Scopo del compito
Riscrivi le voci qui sotto come lista JSON di stringhe, con una stringa per ciascuna riga e senza le righe vuote.

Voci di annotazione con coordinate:

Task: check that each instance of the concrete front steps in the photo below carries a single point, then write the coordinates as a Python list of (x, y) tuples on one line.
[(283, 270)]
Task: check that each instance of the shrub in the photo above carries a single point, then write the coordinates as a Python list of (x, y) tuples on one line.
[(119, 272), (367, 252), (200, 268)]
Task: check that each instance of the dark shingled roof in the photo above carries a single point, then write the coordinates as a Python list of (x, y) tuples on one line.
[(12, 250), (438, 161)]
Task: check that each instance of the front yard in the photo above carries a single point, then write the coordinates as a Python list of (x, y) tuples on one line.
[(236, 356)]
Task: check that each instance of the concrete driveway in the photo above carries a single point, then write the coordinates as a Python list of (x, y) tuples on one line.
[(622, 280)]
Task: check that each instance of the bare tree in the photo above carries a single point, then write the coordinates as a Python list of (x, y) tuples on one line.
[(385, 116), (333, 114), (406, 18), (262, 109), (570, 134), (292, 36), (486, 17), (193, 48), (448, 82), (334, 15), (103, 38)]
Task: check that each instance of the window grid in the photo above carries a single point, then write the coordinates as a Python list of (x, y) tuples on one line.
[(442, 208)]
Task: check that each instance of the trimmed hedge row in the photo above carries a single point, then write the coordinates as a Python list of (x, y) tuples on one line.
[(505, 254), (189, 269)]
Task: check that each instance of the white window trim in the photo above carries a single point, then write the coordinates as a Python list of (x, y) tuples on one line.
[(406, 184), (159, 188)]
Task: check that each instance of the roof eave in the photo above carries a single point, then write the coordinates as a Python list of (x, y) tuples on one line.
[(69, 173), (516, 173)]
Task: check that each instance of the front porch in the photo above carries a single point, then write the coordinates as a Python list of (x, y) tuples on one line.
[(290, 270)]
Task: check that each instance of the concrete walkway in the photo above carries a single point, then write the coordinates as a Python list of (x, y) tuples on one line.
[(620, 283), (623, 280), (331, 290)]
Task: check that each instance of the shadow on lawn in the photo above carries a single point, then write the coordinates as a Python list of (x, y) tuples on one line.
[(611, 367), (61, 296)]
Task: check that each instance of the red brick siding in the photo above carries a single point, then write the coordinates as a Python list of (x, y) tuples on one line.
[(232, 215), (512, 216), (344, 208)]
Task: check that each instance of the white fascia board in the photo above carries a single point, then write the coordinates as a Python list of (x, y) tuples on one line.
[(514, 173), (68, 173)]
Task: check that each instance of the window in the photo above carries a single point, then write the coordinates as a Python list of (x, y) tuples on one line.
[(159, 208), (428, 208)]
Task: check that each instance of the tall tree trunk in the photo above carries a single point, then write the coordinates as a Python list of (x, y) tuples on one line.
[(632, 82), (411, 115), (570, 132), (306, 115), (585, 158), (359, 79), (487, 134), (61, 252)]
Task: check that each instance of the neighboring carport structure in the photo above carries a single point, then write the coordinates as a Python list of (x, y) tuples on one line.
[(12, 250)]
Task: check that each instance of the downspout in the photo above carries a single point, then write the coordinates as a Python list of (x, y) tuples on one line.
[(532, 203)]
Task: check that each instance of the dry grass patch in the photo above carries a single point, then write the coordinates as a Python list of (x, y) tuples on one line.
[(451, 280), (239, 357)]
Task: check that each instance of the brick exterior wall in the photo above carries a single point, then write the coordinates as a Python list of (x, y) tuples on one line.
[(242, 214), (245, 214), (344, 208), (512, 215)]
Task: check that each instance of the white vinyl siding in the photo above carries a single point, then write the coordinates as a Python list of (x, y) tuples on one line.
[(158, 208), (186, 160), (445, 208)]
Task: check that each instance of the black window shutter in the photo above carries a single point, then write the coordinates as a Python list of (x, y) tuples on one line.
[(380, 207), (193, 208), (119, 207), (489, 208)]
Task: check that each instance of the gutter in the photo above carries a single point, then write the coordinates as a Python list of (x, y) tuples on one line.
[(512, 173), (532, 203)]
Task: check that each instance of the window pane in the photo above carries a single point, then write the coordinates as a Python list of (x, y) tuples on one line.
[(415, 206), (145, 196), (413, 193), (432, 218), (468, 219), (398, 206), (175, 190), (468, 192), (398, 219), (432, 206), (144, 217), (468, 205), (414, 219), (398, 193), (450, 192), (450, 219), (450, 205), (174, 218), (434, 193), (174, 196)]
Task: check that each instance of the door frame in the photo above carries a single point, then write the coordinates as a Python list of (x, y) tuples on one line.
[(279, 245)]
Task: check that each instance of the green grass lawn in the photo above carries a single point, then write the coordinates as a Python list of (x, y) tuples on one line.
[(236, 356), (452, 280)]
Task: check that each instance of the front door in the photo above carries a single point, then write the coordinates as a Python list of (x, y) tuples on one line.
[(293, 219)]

Risultato del compito
[
  "Task: check that each instance of the concrete front steps in the photo below carries a single point, then write the coordinates as a Python list of (x, y) tuples on one line.",
  "[(283, 270)]",
  "Task: check that each instance of the shrub in the photo above carries a single point, then write the coordinates as a Python list of (x, y) tuples on one line.",
  "[(119, 272), (367, 252), (200, 268)]",
  "Task: check that each instance of the dark shingled roof in the photo above carries a single point, then write the coordinates as a Python list of (x, y) tuples on one line.",
  "[(12, 250), (438, 161)]",
  "Task: check that each instance of the front yard in the photo above carries a single point, then write the coordinates as a Python list of (x, y) tuples on one line.",
  "[(236, 356)]",
  "Task: check that each instance of the concrete driveway in the photo above carries a single point, then write the coordinates as a Python list of (x, y) tuples on one line.",
  "[(622, 280)]",
  "Task: check that each instance of the bare tree in the photo above carries a single point, then write the coordinates as a Python list of (x, y) tuples on one line.",
  "[(385, 116), (333, 114), (406, 18), (262, 109), (570, 134), (292, 36), (486, 17), (193, 48), (448, 82), (334, 15), (103, 38)]",
  "Task: check that each instance of the window grid in the photo above carries a single point, then write the coordinates as a Python list of (x, y) tuples on one line.",
  "[(442, 208)]",
  "Task: check that each instance of the trimmed hedge row in the photo above carries a single point, then write the coordinates as a Python list of (x, y) tuples on one line.",
  "[(505, 254), (189, 269)]",
  "Task: check that each instance of the white window trim in the photo above carries a single point, then write the coordinates as a Python list of (x, y) tuples on one line.",
  "[(406, 184), (159, 188)]",
  "Task: check that each instance of the roof eave in the photo above carries a single point, then write the coordinates as a Python list of (x, y) tuples on one line.",
  "[(69, 173), (516, 173)]",
  "Task: check that each instance of the front porch in the photo above carries a single point, then write the coordinates as a Python list of (x, y) tuples on one line.",
  "[(290, 270)]",
  "Task: check that each instance of the concrete walkway in the photo above carries a single point, then write the coordinates as a Python list of (x, y) tuples on one line.",
  "[(620, 283), (623, 280), (331, 290)]",
  "Task: check that each instance of the shadow on lawn in the photo above carries a single point, then write the coordinates as a Python list of (x, y) tuples on one line.",
  "[(611, 367), (61, 296)]",
  "Task: check that each instance of the red brick siding in the photo above carries a single point, then write the coordinates as a Python list of (x, y) tuples on one line.",
  "[(232, 215), (512, 216), (344, 208)]",
  "Task: check that each instance of the white fascia board in the photo above carries a single point, then write the coordinates as a Python list of (x, y) tuples on one line.",
  "[(514, 173), (68, 173)]",
  "Task: check that each instance of the window in the photo above carries a single point, then write the coordinates as a Python list of (x, y) tuples on one line.",
  "[(159, 208), (428, 208)]",
  "Task: check that each instance of the tall tree trunk in the photo above carries a single point, then write the coordinates as a Python list of (x, y) tuples on one line.",
  "[(632, 82), (411, 115), (570, 132), (306, 115), (585, 158), (359, 79), (487, 134), (61, 252)]",
  "Task: check that each instance of the neighboring carport structure in the photo above carries a single point, then write the coordinates as a Python list of (x, y) tuples on one line.",
  "[(12, 250)]",
  "Task: check that each instance of the downspout in the photo above carries a single point, then write the coordinates as a Python list of (x, y) tuples on one line.",
  "[(532, 203)]",
  "Task: check that each instance of the dry grass patch in the photo above carries a single point, then write the coordinates as a Python list of (x, y) tuples on one line.",
  "[(451, 280), (239, 357)]",
  "Task: check that each instance of the brick exterior wall in the photo above carries a single point, then write the coordinates as a Python list of (x, y) tuples on one line.",
  "[(242, 214), (245, 214), (344, 208), (512, 215)]",
  "Task: check that each instance of the white vinyl siding in the photo above carries a single point, then write the coordinates as a Python list of (x, y) tuples on one line.",
  "[(158, 208), (186, 160), (445, 208)]",
  "Task: check that each instance of the black window shutter in the photo above carries a single point, then write the coordinates as a Python list of (x, y) tuples on one line.",
  "[(380, 207), (193, 208), (119, 207), (489, 208)]",
  "Task: check that each instance of the gutter in the photo above carries a single point, then write the coordinates as a Python list of (x, y) tuples on one line.",
  "[(512, 173), (532, 203)]",
  "Task: check that each instance of the window pane in the photo above carries a single point, then write the coordinates as a Python list of (x, y) tuples on one line.",
  "[(415, 206), (145, 196), (413, 193), (432, 218), (468, 219), (398, 206), (175, 190), (468, 192), (398, 219), (432, 206), (144, 217), (468, 205), (414, 219), (398, 193), (450, 192), (450, 219), (450, 205), (174, 218), (434, 193), (174, 196)]",
  "Task: check that each instance of the door frame in the photo above carries a single point, then write the coordinates as a Python list of (x, y) tuples on one line.",
  "[(279, 245)]",
  "Task: check that each instance of the green grass lawn in the photo above carries a single point, then write the coordinates as a Python list of (x, y) tuples on one line.",
  "[(236, 356), (452, 280)]",
  "Task: check that each instance of the front door in the photo above carries a single point, then write the coordinates as a Python list of (x, y) tuples on one line.",
  "[(293, 219)]"
]